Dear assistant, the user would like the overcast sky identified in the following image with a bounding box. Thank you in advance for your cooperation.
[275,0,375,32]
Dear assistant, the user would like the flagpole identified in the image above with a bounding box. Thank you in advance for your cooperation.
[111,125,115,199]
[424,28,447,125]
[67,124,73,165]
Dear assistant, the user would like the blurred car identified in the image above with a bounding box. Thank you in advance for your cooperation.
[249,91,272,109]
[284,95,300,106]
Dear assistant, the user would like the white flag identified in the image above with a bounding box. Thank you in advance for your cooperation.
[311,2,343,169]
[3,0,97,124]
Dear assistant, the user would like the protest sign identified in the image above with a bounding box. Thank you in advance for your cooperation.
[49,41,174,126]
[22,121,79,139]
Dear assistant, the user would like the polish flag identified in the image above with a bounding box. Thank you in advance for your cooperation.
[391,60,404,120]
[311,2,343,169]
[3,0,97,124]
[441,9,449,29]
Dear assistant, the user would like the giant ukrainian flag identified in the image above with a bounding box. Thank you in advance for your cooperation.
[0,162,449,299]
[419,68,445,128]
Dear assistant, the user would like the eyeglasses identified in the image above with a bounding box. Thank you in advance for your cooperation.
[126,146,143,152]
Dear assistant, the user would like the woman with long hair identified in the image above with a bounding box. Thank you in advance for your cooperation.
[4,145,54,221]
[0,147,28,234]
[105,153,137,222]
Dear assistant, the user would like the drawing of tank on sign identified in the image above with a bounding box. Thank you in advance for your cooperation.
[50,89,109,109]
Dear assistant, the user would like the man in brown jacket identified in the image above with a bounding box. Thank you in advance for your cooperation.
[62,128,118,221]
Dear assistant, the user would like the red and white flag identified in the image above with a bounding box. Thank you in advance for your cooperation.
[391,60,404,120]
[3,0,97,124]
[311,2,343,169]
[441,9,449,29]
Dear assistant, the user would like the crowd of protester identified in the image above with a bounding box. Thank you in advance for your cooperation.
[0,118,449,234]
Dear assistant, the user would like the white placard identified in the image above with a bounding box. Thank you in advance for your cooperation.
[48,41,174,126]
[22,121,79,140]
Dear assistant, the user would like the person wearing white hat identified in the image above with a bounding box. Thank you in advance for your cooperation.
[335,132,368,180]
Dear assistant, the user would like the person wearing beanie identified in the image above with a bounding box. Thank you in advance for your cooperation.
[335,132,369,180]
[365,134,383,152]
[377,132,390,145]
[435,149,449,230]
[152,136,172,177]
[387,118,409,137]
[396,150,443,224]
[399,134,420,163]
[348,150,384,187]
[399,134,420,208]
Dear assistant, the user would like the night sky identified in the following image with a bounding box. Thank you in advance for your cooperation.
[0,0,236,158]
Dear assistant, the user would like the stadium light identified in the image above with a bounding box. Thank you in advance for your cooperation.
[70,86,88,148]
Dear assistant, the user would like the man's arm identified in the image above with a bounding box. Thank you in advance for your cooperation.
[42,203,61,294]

···

EXERCISE OBJECTIVE> List every line of the items that contains the word "wearing", treating uppercase and lowercase letters as different, and copy each of those lines in full.

FINISHED TASK>
Dear assistant, the user would like the person wearing white hat identified in the image above with a bounding box. Thank you in advance for your cooperation.
Dear assistant, the user would like the person wearing beanie identified in the image above with a bounding box. Thank you in advance for your cooperation.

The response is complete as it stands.